**Textauszug**
•••••
Deutsches Appeasement gegenüber Erdoğan
Dies wäre die Gelegenheit gewesen, den schmutzigen EU-Türkei-Deal zu beenden. Stattdessen reagiert die EU mit Gewalt, Wasserwerfern, Tränengas und Aufrüstung der Grenzen. Bundeskanzlerin Merkel forderte einen Dialog gegenüber dem Erdoğan-Regime. Sie setzt offensichtlich alles daran, den EU-Türkei-Deal wieder aufleben zu lassen und scheint zu weiteren Konzessionen gegenüber Erdoğan bereit. Bundesverteidigungsministerin Annegret Kramp-Karrenbauer forderte gegenüber der Frankfurter Allgemeinen Sonntagszeitung, EU und USA müssten „jetzt gemeinsam den Druck auf Assad und Putin erhöhen”.
•••••
**Datensätze**
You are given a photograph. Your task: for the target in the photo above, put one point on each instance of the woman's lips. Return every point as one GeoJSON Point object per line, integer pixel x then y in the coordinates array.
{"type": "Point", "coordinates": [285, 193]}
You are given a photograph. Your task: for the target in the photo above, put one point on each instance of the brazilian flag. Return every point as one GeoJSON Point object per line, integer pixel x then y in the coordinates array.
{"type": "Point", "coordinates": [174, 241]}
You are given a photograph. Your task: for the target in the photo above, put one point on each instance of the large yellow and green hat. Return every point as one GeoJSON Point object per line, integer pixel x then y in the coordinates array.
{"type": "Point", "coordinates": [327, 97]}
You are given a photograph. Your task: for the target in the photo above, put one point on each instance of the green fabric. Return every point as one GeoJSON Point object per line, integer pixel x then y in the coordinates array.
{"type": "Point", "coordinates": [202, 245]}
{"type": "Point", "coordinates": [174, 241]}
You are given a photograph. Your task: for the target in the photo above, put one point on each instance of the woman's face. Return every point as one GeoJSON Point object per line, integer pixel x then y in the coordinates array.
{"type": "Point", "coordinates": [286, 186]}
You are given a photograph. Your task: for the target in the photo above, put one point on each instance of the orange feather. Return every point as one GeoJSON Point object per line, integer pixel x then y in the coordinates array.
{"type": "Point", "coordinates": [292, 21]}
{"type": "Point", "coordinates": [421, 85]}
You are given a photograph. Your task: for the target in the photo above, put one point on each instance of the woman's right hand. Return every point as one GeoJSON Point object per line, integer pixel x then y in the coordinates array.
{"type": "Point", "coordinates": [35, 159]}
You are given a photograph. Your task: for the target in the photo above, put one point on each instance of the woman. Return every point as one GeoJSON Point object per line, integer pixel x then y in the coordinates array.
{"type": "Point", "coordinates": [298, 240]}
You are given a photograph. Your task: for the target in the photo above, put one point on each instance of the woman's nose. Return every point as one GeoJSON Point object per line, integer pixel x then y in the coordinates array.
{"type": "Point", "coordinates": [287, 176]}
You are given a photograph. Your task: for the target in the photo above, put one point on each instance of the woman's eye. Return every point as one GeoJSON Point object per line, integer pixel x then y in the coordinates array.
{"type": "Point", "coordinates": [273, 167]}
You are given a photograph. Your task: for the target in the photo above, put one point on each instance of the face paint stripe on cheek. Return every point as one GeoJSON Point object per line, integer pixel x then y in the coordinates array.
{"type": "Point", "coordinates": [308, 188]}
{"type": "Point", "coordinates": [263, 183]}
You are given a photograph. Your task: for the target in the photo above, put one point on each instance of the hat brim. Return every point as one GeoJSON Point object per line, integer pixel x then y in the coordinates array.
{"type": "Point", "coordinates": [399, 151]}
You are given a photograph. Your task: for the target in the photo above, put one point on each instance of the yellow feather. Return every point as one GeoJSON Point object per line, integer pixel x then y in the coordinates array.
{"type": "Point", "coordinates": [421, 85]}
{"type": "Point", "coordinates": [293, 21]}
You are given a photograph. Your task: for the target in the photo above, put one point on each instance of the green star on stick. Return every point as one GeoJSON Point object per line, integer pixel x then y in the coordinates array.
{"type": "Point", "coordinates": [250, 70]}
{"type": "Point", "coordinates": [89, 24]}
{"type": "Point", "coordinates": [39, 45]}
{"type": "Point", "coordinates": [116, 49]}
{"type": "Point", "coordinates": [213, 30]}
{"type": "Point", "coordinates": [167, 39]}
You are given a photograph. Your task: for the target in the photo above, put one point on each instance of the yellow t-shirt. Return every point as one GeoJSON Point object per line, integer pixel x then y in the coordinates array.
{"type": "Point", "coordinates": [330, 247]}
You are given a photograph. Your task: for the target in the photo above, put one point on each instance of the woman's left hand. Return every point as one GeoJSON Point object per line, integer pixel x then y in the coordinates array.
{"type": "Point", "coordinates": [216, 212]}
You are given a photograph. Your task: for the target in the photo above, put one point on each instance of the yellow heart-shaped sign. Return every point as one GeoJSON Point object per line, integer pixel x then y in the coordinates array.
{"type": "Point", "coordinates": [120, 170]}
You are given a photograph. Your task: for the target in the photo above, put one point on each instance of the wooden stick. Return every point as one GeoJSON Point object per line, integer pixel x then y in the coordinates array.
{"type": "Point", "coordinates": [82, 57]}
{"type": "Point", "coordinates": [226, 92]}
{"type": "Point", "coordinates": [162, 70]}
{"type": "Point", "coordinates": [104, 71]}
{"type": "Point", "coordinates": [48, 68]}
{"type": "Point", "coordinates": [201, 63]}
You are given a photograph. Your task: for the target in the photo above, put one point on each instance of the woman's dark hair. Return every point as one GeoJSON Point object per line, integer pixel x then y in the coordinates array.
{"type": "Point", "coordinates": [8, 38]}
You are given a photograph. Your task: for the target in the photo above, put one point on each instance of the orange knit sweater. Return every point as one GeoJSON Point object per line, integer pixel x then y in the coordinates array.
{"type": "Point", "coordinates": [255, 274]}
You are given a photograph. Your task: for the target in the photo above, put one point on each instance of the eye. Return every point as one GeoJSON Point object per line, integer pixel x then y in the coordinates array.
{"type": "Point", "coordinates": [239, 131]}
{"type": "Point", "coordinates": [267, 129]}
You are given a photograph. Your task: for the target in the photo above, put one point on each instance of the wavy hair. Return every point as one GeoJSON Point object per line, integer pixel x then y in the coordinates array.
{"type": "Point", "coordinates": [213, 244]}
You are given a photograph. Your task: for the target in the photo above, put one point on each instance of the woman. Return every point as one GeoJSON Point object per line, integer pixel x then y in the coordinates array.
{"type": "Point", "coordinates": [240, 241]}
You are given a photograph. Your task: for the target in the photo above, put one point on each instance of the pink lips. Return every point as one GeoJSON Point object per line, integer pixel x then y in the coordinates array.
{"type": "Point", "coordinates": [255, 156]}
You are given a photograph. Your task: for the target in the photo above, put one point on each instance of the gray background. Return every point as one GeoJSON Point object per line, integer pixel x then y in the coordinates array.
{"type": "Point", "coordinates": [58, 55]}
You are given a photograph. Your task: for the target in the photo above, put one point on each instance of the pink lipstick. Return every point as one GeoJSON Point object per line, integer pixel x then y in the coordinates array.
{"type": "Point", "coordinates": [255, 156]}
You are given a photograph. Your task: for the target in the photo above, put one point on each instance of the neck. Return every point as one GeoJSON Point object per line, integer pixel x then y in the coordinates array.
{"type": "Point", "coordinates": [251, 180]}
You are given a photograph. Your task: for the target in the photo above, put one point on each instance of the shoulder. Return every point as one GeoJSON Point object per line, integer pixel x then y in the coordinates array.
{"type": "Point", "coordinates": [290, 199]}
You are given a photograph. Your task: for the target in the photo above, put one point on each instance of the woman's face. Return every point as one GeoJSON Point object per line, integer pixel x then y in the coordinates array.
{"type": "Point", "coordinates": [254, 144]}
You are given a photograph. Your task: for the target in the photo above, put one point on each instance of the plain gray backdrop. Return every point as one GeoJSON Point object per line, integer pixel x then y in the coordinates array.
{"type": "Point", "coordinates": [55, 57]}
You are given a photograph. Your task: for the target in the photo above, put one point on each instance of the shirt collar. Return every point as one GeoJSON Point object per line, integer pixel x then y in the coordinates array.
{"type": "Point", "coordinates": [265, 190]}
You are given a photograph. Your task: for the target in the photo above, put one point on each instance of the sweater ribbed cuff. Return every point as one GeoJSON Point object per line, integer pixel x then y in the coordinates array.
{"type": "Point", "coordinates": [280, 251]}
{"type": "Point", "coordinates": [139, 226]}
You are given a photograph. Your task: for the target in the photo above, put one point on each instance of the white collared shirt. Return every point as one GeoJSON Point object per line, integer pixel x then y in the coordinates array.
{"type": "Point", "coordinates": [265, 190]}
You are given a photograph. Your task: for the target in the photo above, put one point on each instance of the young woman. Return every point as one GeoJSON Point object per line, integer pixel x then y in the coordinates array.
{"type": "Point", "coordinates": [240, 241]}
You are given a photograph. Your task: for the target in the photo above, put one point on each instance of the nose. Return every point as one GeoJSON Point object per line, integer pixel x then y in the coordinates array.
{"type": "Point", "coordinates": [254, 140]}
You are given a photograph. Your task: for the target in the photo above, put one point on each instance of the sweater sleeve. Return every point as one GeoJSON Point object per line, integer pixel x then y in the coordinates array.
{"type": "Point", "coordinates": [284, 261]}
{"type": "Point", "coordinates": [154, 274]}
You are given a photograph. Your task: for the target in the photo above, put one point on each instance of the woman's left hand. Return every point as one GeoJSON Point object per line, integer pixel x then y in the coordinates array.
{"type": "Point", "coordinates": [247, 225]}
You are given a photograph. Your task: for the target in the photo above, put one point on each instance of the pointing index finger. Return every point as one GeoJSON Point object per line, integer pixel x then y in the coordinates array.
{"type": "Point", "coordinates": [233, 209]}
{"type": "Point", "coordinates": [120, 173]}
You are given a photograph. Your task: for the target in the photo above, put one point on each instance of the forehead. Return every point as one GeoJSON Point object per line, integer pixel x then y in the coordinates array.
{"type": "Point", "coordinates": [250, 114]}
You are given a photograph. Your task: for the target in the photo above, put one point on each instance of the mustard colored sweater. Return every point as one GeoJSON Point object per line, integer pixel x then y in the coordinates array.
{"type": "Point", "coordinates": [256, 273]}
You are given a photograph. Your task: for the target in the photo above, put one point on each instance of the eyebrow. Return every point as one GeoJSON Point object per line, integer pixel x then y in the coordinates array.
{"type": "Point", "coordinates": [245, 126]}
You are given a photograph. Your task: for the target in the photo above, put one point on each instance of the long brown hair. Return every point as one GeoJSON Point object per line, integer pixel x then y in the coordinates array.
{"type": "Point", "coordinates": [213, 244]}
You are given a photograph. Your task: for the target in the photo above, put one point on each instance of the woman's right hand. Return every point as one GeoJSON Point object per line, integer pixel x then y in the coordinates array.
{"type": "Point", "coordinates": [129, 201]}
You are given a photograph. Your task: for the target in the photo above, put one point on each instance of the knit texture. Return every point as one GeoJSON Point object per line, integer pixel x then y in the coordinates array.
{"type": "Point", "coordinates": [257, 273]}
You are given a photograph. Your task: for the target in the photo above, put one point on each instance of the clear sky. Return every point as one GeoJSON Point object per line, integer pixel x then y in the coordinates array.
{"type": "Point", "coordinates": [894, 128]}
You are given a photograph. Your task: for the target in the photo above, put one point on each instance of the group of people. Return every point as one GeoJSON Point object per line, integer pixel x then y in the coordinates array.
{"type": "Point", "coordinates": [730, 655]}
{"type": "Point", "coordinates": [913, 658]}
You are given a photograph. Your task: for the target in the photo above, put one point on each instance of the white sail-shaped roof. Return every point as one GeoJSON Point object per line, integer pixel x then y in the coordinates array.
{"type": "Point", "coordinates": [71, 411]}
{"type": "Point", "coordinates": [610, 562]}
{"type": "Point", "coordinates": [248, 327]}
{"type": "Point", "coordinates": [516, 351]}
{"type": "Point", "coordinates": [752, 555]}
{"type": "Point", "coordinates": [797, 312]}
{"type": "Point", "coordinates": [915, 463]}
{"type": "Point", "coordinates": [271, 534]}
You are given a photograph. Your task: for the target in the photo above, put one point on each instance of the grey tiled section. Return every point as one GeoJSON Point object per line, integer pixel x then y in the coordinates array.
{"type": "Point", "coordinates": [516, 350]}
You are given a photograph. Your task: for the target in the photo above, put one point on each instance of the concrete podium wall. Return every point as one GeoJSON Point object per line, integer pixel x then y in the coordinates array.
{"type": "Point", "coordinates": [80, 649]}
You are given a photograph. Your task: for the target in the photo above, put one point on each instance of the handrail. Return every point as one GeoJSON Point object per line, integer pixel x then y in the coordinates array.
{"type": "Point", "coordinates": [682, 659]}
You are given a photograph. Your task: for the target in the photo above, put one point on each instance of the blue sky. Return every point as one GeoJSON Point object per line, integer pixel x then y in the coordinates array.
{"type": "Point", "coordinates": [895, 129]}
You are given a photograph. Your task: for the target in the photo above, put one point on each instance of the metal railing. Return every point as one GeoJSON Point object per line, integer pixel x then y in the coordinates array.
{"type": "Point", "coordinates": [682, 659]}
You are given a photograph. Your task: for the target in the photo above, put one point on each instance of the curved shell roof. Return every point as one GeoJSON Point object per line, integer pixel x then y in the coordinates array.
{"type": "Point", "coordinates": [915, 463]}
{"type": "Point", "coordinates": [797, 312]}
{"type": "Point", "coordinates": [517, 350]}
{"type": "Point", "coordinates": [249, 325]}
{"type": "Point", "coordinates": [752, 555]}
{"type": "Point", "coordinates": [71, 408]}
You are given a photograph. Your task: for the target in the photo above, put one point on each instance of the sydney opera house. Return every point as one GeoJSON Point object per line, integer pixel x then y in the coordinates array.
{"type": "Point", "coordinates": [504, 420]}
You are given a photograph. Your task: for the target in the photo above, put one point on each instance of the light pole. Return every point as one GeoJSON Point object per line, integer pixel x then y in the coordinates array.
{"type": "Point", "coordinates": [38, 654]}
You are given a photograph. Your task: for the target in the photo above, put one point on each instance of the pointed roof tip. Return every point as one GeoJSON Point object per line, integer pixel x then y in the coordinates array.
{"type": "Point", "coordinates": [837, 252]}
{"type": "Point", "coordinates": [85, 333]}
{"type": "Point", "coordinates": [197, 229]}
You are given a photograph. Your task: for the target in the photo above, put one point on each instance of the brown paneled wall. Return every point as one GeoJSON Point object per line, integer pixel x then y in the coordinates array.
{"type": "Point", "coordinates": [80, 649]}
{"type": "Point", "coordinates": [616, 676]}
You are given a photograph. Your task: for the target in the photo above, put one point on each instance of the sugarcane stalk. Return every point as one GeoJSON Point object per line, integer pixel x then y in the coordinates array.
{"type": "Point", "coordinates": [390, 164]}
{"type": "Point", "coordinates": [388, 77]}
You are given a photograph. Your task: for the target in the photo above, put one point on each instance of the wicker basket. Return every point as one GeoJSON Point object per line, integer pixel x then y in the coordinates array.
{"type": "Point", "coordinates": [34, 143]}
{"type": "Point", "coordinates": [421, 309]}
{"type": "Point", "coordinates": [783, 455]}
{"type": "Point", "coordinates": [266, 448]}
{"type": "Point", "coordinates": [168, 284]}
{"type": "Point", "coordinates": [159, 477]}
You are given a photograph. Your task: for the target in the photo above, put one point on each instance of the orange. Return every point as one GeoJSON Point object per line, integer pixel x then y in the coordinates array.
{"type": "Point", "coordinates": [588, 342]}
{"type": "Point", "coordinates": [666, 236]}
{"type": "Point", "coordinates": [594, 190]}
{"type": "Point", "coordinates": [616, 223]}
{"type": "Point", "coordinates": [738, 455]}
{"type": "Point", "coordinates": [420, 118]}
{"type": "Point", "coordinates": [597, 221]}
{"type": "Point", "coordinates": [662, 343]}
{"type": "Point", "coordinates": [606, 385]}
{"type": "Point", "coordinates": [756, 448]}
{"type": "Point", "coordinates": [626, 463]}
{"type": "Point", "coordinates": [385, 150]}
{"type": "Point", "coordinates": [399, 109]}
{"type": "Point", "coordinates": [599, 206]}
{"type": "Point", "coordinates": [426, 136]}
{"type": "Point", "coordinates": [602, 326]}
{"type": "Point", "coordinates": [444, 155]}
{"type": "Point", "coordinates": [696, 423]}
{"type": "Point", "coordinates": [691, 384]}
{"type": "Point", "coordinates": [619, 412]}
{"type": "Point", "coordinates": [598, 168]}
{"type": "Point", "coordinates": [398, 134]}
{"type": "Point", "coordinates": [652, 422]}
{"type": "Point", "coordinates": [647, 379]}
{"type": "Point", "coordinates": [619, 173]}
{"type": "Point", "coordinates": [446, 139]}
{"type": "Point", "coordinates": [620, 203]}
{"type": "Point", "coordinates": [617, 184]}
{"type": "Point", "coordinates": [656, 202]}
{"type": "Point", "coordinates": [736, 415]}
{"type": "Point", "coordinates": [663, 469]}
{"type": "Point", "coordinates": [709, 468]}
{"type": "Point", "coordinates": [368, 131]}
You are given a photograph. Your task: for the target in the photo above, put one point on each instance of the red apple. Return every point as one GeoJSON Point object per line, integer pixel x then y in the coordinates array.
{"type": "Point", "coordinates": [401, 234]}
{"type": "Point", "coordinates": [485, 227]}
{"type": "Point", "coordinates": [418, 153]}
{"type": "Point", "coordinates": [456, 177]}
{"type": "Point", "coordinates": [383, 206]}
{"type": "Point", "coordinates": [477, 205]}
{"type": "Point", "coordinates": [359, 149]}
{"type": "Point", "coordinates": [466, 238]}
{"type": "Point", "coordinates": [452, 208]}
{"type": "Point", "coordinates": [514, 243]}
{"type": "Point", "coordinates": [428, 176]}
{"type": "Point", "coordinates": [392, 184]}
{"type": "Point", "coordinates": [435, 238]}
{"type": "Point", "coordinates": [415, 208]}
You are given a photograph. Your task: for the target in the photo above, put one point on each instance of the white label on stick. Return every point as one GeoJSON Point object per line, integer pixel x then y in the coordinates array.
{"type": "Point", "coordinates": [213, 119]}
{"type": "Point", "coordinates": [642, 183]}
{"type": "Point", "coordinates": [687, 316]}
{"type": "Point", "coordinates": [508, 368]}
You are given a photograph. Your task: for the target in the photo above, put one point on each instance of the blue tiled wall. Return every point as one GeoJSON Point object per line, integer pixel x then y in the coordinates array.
•••••
**Aufgabenstellung**
Was forderte Bundeskanzlerin Merkel laut dem Textauszug gegenüber dem Erdoğan-Regime? Die Datensätze werden für die Bearbeitung nicht benötigt.

**Ergebnis der Aufgabe**
Sie forderte einen Dialog.